### [Instruction]
Reproduce every line of the material below, but drop the pictures.

### [Dataset excerpts]
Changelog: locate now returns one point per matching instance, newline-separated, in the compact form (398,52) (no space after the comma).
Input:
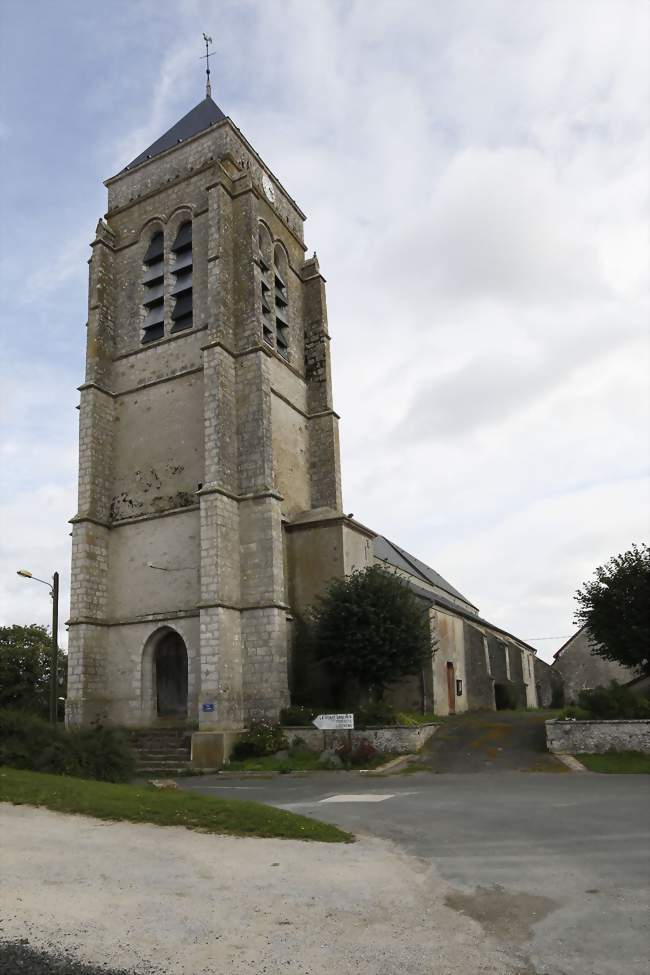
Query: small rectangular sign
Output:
(334,722)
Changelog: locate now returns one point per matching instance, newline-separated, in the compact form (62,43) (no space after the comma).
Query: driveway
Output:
(554,869)
(482,741)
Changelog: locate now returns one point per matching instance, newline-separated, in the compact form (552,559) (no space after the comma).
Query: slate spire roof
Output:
(201,117)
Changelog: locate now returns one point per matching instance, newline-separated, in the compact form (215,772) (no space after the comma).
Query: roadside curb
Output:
(571,763)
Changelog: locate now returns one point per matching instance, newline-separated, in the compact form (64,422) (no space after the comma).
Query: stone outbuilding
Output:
(580,669)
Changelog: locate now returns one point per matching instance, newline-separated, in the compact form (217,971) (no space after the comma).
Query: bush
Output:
(613,702)
(363,753)
(262,738)
(297,716)
(375,713)
(28,742)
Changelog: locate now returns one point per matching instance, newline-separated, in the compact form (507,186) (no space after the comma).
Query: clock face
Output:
(267,186)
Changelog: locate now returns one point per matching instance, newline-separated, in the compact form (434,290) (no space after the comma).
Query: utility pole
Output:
(54,659)
(54,676)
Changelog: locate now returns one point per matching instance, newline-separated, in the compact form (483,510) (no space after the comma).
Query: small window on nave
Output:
(153,281)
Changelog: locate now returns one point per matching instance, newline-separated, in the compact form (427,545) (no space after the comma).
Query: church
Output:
(209,507)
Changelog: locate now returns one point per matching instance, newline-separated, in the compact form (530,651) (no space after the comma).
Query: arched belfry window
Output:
(281,300)
(153,281)
(265,259)
(182,271)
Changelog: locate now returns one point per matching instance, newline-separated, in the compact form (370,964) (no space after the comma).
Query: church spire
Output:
(208,54)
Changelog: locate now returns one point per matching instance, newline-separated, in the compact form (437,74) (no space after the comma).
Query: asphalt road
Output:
(556,865)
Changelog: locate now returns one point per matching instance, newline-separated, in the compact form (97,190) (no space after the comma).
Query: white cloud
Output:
(476,180)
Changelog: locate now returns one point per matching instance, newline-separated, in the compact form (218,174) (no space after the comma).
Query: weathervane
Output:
(208,54)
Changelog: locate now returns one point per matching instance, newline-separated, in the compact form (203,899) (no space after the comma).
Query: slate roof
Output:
(389,552)
(202,116)
(436,600)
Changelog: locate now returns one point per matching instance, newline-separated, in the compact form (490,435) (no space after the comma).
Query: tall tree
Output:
(615,607)
(370,629)
(25,666)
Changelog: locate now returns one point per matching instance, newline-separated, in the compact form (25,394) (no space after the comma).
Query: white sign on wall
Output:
(334,722)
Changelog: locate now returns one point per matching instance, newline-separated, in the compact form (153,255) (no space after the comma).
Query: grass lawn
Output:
(144,804)
(636,762)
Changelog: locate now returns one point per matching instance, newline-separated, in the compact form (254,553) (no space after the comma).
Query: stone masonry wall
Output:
(401,741)
(596,737)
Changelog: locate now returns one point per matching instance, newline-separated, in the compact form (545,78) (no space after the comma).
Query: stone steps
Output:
(162,750)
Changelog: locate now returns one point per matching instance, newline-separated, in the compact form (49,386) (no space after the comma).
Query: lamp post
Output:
(54,665)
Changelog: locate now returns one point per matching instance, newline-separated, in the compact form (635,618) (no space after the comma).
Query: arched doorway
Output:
(170,676)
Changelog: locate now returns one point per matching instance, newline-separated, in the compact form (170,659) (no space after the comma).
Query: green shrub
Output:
(375,713)
(575,713)
(613,702)
(262,738)
(297,716)
(28,742)
(361,754)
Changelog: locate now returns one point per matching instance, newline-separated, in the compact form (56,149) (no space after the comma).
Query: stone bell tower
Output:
(207,437)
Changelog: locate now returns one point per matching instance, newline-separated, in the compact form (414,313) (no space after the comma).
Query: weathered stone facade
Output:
(199,450)
(210,510)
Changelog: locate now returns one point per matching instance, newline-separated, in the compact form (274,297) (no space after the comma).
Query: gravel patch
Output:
(125,898)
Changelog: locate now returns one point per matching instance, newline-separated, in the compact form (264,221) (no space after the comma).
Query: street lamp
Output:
(54,593)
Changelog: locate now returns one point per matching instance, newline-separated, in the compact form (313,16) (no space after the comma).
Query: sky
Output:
(475,176)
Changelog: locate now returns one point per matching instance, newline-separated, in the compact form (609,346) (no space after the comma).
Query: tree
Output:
(615,607)
(25,662)
(370,629)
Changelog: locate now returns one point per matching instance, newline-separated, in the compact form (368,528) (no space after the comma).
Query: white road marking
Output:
(360,797)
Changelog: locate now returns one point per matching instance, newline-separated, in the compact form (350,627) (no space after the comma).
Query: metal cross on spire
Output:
(208,54)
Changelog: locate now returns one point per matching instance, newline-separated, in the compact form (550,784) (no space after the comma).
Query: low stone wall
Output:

### [Response]
Changelog: locate now returns one point per matching instance, newline-separated, in the compact form (398,52) (no space after the comma).
Input:
Query: small rectangular sign
Output:
(334,722)
Changelog: locate now returns one point per matching instance, newline-separated, in the compact form (62,43) (no space after the comma).
Query: driveway
Output:
(554,869)
(482,741)
Changelog: locate now returns one point per matching instance, newline-separated, in the compact form (552,559) (no space after the comma).
Query: slate spire roof
Output:
(201,117)
Changelog: locate now returns one point per matching instance, newline-separated, in the compact form (215,772) (no space after the comma).
Query: roadside curb
Output:
(571,763)
Changelog: locate now returns one point per matching instance, newline-separated, in the compact form (64,422) (no space after the comma).
Query: stone outbuilding
Output:
(580,669)
Changelog: locate now returns one point per matching instance, newline-separated, in the compact form (217,971) (no space after the comma).
Query: bush
Output:
(613,702)
(363,753)
(262,738)
(297,716)
(375,713)
(28,742)
Changelog: locate now returns one point per matching instance, newline-separated, in the compact form (507,186) (no space after the comma).
Query: clock face
Output:
(267,186)
Changelog: locate now returns one point per matching instance, newline-separated, in the compact form (434,290) (no space after the comma).
Query: utility pole
Output:
(54,659)
(54,676)
Changelog: locate now returns one point per matching instance, newline-separated, in the compact form (483,510) (no space after the comma).
Query: small window on nave
Output:
(153,281)
Changelog: locate now returns one point per matching instance, newline-separated, in the compact form (427,545) (no space after the comma).
Query: church
Output:
(209,507)
Changelog: locate now returns one point per matching instance, newline-separated, in the compact form (530,651) (no space after the comma).
Query: arched belfry window
Output:
(281,300)
(153,281)
(265,259)
(182,271)
Changelog: locate now returns one point per matching instance, newline-separated, in the compact form (370,964) (no space after the comma).
Query: church spire
Output:
(208,54)
Changelog: locate now returns one point per matching instance, newline-separated, in the compact form (437,74) (no space after the comma).
Query: asphalt road
Output:
(556,865)
Changelog: locate now returns one point per matching instance, newline-separated, in the compact form (97,190) (no space after the comma).
Query: white cloud
Output:
(476,180)
Changelog: locate now returns one point per matching instance, newline-separated, in the compact form (218,174) (no space after the comma).
Query: weathervane
Output:
(208,54)
Changelog: locate now returns one point per matching instance, newline-separated, in the compact form (203,899) (no space after the comma).
Query: slate roof
Output:
(389,552)
(202,116)
(436,600)
Changelog: locate now returns one point per matching instance, newline-separated, in the compact form (490,435) (no space after the comma).
Query: tall tree
Output:
(615,607)
(370,629)
(25,666)
Changelog: locate now returns one point per matching instance, newline-separated, in the compact form (25,394) (no space after the comma).
Query: white sign on wall
Output:
(334,722)
Changelog: locate now returns one point per matching instance, newline-separated, in the compact form (153,255) (no space after the comma).
Query: grass lawn
Output:
(144,804)
(636,762)
Changelog: locate now returns one point per matching instance, newline-separated, in the compact form (254,553) (no space after the comma).
Query: stone masonry wall
Output:
(401,741)
(596,737)
Changelog: locate now returns one point per matching instance, newline-separated, in the compact form (545,78) (no space after the comma).
Query: stone steps
Output:
(162,750)
Changelog: locate now returns one point per matching instance, newline-separated, in the compact form (49,386) (no space after the comma).
Query: lamp post
Output:
(54,665)
Changelog: locate now returns one point per matching instance, newline-separated, in the compact form (635,618) (no space after the comma).
Query: arched doorway
Output:
(170,676)
Changelog: locate now returns one point per matching instance, newline-separated, in the compact form (170,659) (no space after the comma).
Query: green shrub
Output:
(375,713)
(575,713)
(613,702)
(262,738)
(297,716)
(28,742)
(361,754)
Changelog: locate now returns one point per matching instance, newline-separated, in the compact form (56,149) (no space after the comma).
Query: stone bell tower
Output:
(207,437)
Changelog: locate now returns one point per matching instance, newline-separated, in the compact form (414,313) (no space after the comma).
Query: weathered stone facade
Output:
(199,450)
(210,510)
Changelog: locate now returns one point per matching instance, newline-separated, in the compact form (274,297) (no space after the comma).
Query: gravel patch
Output:
(125,898)
Changelog: locate now returns one point per matching instance, newline-separated, in the compact form (264,221) (no space after the comma).
Query: street lamp
Output:
(54,593)
Changelog: locate now returns one point per matching instance, newline-separated, in the compact form (313,16) (no space after the comma).
Query: sky
Output:
(475,176)
Changelog: locate now returns one point per matching instance, newline-separated, in the compact form (609,346) (no space after the comma).
Query: tree
Output:
(615,607)
(25,662)
(370,629)
Changelog: locate now returns one point per matching instance, newline-separated, in the compact form (368,528) (no space after the comma).
Query: white road marking
Output:
(360,797)
Changelog: locate now returns one point per matching instance, newline-separated, in the compact form (350,627) (no space after the comma).
Query: metal cross on spire
Output:
(208,54)
Changelog: locate now returns one point per matching instance, newline-separated, in the compact form (550,784) (no space after the comma).
Query: low stone wall
Output:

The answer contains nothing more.